Deze bepaling in de overeenkomst kent een getrapt systeem voor toekenning of overdracht van rechten. De eerste trede, aangeduid als “works made for hire” heeft niet tot gevolg dat MCM rechthebbende is geworden ten aanzien van de masteropnamen. De tweede trede, aangeduid als “assignment” oftewel overdracht van alle rechten op de aan te leveren masteropnamen, heeft wel het beoogde effect. Naar het oordeel van de rechtbank zijn de rechten op de track op die wijze rechtsgeldig bij voorbaat overgedragen. Dit oordeel wordt nu uitgelegd.
2.9.
In titel 17 van de U.S. Code is de “U.S. Copyright Act of 1976” vastgelegd. Hierna afgekort weergegeven als: 17 U.S.C. Daarin is voor zover van belang bepaald:
§ 101 Definitions
(…)
A “work made for hire” is
  • a work prepared by an employee within the scope of his or her employment; or
  • a work specially ordered or commisioned for use as a contribution to a collective work, as a part of a motion picture or other audiovisual work, as a translation, as a supplementary work, as a compilation, as an instructional text, as a test, as answer material for a test, or as an atlas, if the parties expressly agree in a written instrument signed by them that the work shall be considered a work made for hire. (…).
##########
[Opdracht 1] Waarom is MCM volgens de rechtbank in de tekst over de rechtenoverdracht toch rechthebbende op de track geworden? Antwoord in één tot drie zinnen.
[Opdracht 2] Zet de tekst over de rechtenoverdracht voort vanaf de laatste zin.
Het overzicht heeft geen verband met de tekst over de rechtenoverdracht.

(Invoer voor aanwijzen en labelen)
##########
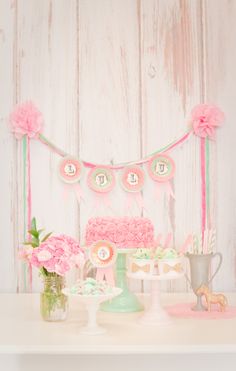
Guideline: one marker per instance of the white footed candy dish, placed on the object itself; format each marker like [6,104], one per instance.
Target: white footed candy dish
[92,293]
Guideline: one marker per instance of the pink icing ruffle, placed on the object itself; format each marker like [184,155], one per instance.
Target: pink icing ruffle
[126,232]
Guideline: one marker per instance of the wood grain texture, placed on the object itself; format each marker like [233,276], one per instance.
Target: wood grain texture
[220,51]
[171,85]
[8,194]
[116,80]
[47,74]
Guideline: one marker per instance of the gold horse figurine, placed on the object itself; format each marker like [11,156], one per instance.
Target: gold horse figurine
[212,298]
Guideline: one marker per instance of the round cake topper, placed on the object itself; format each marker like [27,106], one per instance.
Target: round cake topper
[103,254]
[101,179]
[161,168]
[132,179]
[70,169]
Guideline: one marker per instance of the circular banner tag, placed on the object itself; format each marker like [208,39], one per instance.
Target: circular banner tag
[103,254]
[132,179]
[70,169]
[161,168]
[101,179]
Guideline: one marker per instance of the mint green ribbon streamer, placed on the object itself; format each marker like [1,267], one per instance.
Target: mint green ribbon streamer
[208,183]
[25,201]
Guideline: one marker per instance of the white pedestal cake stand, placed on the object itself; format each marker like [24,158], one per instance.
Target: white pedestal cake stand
[91,303]
[156,314]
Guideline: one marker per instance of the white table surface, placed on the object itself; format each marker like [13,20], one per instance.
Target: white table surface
[24,333]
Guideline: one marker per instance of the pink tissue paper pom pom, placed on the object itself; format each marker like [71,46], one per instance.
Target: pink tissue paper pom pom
[205,118]
[26,119]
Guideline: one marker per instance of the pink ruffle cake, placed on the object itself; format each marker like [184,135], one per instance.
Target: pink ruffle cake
[125,232]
##########
[Eindresultaat 1] De eerste trede van de bepaling, de "works made for hire", maakt MCM geen rechthebbende op de masteropnamen. De tweede trede, de "assignment" of overdracht van alle rechten op de aan te leveren masteropnamen, heeft wel het beoogde effect. Daardoor zijn de rechten op de track volgens de rechtbank rechtsgeldig bij voorbaat overgedragen.

[Eindresultaat 2]
§ 102. Subject matter of copyright: In general
( a) Copyright protection subsists, in accordance with this title, in original works of authorship fixed in any tangible medium of expression, now known or later developed, from which they can be perceived, reproduced, or otherwise communicated, either directly or with the aid of a machine or device. Works of authorship include the following categories:
(…)
(7) sound recordings.
§ 201. Ownership of copyright
( a) Initial Ownership. Copyright in a work protected under this title vests initially in the author or authors of the
work. (…)
(b) Works Made for Hire. In the case of a work made for hire, the employer or other person for whom the work was prepared is considered the author for purposes of this title, and, unless the parties have expressly agreed otherwise in a written instrument signed by them, owns all of the rights comprised in the copyrigt.
(…)
( d) Transfer of Ownership.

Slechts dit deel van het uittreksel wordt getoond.